§ **Text shown**
================================

Elk Cloner is one of the first known microcomputer viruses that spread "in the wild", i.e., outside the computer system or laboratory in which it was written. It attached itself to the Apple II operating system and spread by floppy disk. It was written around 1982 by programmer and entrepreneur Rich Skrenta as a 15-year-old high school student, originally as a joke, and put onto a game disk.

==Infection and symptoms==
Elk Cloner spread by infecting the Apple DOS 3.3 operating system using a technique now known as a boot sector virus. It was attached to a program being shared on a disk (usually a game). At set numbers of times the disk's program had been run (all multiples of 5), it would cause various strange behaviors of the Apple II, many requiring a reboot to correct. Most noticeably, every 50th time the program was run, instead of executing normally, it would change to a blank screen that displayed a poem about the virus. If a computer booted from an infected floppy disk, a copy of the virus was placed in the computer's memory. When an uninfected disk was inserted into the computer, a modified version of DOS including Elk Cloner would be copied to the disk, allowing it to spread from disk to disk. To prevent the DOS from being continually rewritten each time the disk was accessed, Elk Cloner also wrote a signature byte to the disk's directory, indicating that it had already been infected.

================================

§ **Tasks to carry out**
[a] In the Elk Cloner passage, what did the virus write to a disk's directory to show that the disk was already infected?
[b] Summarize the Elk Cloner passage in two sentences.
[c] Carry on the Elk Cloner passage, starting after its final sentence.

§ **Natural language region descriptions**
================================

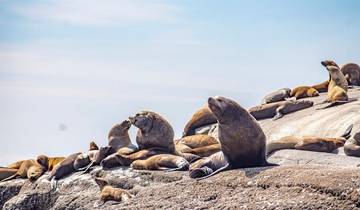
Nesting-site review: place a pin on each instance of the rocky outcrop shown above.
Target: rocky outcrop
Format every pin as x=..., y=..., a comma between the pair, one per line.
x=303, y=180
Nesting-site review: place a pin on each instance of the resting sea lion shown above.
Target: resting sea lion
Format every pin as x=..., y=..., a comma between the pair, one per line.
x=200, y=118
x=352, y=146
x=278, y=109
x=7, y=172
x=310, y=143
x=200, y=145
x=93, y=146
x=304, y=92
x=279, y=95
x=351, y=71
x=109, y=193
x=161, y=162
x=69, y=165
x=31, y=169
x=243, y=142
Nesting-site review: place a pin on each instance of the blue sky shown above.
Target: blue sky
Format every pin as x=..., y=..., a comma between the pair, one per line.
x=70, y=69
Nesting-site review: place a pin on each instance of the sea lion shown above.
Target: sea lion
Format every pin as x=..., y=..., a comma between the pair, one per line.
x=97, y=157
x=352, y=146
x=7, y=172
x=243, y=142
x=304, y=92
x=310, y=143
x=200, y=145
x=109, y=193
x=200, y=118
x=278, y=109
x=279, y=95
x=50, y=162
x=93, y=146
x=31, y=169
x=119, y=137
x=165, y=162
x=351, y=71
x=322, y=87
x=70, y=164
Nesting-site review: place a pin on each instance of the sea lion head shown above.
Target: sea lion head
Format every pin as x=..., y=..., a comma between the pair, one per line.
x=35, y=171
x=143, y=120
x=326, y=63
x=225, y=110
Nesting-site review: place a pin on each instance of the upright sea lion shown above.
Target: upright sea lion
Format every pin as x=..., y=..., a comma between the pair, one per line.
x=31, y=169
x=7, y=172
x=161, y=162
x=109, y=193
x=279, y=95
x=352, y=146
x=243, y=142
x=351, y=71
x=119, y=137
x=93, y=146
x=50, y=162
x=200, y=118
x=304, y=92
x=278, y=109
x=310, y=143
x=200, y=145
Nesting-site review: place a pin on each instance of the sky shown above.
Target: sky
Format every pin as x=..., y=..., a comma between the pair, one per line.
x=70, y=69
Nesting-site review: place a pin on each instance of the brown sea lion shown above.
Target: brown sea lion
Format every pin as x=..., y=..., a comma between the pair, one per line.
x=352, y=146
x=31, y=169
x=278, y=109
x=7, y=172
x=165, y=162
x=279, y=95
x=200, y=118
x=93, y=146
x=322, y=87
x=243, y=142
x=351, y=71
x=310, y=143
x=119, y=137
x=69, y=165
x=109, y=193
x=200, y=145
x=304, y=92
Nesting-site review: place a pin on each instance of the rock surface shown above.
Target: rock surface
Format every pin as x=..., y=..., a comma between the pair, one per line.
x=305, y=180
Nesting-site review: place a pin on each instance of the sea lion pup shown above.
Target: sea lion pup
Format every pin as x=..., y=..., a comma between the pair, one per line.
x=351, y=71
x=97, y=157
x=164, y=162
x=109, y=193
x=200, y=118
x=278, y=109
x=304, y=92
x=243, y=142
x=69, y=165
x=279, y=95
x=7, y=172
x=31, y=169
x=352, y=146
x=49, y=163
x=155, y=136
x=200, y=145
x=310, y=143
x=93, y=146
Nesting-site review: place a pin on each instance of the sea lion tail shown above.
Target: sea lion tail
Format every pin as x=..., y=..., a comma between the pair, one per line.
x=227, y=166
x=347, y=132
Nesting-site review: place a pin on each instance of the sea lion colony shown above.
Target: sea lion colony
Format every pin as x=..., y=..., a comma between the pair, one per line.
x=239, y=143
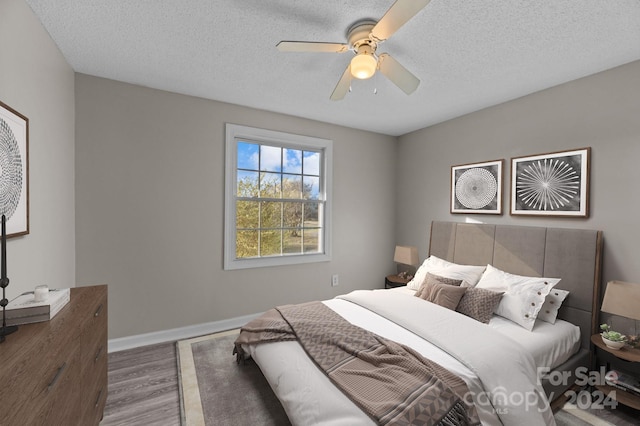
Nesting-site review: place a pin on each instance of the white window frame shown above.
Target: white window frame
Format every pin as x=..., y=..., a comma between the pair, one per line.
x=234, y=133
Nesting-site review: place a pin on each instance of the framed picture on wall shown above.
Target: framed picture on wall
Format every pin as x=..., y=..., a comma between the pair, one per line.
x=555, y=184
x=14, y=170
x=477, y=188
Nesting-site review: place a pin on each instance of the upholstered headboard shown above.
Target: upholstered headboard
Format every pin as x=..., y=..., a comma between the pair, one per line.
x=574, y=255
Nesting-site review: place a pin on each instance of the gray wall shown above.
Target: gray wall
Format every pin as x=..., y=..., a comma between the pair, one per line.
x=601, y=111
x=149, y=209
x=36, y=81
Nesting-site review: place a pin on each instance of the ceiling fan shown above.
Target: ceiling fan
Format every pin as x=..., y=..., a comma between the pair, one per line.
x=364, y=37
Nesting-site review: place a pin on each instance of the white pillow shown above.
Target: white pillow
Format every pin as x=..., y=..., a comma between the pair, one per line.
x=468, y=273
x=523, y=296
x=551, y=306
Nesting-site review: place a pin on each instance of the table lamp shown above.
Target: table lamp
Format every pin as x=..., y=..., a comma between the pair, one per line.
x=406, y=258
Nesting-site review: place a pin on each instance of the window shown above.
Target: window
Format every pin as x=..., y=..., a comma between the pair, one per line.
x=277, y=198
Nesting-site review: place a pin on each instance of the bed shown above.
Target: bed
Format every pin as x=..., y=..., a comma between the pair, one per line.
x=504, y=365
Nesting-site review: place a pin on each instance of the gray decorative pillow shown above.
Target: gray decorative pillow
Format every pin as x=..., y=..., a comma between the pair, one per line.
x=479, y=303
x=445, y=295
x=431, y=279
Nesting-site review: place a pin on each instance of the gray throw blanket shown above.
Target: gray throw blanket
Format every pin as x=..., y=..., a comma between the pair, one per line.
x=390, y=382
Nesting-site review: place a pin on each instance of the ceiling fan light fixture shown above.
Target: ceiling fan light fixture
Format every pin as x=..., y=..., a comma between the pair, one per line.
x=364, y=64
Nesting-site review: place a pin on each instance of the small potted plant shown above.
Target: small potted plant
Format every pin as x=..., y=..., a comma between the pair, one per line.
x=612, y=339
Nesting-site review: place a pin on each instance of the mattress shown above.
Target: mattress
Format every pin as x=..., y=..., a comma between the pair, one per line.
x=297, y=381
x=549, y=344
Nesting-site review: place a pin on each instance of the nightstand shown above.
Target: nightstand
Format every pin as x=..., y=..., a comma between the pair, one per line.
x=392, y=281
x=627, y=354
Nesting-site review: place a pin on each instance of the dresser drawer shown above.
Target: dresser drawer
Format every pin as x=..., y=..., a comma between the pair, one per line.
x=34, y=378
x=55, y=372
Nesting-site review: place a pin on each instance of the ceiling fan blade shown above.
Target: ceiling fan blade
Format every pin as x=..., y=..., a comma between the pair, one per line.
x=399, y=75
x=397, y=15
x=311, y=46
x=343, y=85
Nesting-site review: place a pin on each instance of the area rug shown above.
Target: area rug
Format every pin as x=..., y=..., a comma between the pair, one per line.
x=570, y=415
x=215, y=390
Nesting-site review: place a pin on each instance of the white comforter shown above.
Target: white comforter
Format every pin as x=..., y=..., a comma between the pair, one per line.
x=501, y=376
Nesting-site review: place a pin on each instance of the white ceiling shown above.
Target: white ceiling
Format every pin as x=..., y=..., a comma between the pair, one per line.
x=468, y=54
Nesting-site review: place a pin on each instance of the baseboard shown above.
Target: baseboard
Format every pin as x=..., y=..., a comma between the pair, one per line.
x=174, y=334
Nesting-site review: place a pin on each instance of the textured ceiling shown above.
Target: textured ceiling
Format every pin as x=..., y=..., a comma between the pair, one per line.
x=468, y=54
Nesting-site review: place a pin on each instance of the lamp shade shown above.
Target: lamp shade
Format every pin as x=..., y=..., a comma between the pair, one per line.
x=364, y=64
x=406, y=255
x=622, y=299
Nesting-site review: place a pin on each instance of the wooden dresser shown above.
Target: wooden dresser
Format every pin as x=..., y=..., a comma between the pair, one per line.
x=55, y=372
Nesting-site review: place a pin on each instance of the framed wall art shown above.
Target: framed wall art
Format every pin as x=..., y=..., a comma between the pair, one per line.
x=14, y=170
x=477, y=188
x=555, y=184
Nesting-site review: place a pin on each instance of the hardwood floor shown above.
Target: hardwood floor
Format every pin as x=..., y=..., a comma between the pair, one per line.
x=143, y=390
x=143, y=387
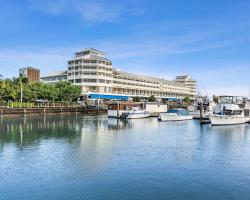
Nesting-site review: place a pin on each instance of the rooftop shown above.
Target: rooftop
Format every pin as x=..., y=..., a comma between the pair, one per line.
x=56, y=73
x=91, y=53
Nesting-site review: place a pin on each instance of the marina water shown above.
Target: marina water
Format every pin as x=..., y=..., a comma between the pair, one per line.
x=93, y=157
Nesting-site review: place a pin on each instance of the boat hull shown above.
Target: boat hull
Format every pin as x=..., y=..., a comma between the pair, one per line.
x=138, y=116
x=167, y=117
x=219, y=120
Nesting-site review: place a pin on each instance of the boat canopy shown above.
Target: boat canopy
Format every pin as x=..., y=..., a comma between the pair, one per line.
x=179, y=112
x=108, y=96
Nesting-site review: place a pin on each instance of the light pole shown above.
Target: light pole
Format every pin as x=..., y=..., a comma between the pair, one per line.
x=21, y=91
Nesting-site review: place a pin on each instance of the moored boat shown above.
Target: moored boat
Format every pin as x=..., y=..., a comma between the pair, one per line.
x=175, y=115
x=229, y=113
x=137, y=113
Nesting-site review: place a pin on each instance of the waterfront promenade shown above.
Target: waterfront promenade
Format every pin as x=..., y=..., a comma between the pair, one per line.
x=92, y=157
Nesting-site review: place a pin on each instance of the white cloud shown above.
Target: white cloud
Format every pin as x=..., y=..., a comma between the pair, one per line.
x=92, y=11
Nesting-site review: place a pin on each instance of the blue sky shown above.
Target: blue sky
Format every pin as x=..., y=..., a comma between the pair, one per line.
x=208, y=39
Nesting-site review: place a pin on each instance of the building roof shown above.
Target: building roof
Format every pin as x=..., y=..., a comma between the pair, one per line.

================================

§ **Solved problems**
[a] A signature byte.

[b] Elk Cloner, written around 1982 by 15-year-old Rich Skrenta as a joke, is one of the first known microcomputer viruses to spread outside the system where it was written, attaching itself to the Apple II operating system and spreading by floppy disk. As a boot sector virus, it infected Apple DOS 3.3, copied itself from memory to uninfected disks, and caused strange behaviors at multiples of five program runs, including a poem shown on every 50th run.

[c]
The poem that Elk Cloner would display was as follows:

 ELK CLONER:
    THE PROGRAM WITH A PERSONALITY

 IT WILL GET ON ALL YOUR DISKS
 IT WILL INFILTRATE YOUR CHIPS
 YES IT'S CLONER!

 IT WILL STICK TO YOU LIKE GLUE
 IT WILL MODIFY RAM TOO
 SEND IN THE CLONER!

Elk Cloner did not cause deliberate harm, but Apple DOS disks without a standard image had their reserved tracks overwritten.

==Development==
Elk Cloner was created by Skrenta as a prank in 1982. Skrenta already had a reputation for pranks among his friends. In sharing computer games and software, he would often alter the floppy disks to shut down or display taunting on-screen messages. Due to this reputation, many of his friends simply stopped accepting floppy disks from him. Skrenta thought of methods to alter floppy disks without physically touching or harming them. During a winter break from Mt. Lebanon High School in Mt. Lebanon, Pennsylvania, Skrenta discovered how to launch the messages automatically on his Apple II computer. He developed what is now known as a boot sector virus, and began circulating it in early 1982 among high school friends and a local computer club. Twenty-five years later, in 2007, Skrenta called it "some dumb little practical joke."

==Distribution==
According to contemporary reports, the virus was quite contagious, successfully infecting the floppies of most people Skrenta knew, and upsetting many of them. Skrenta's high school math teacher, on encountering the program on his computer, accused Skrenta of breaking into his office.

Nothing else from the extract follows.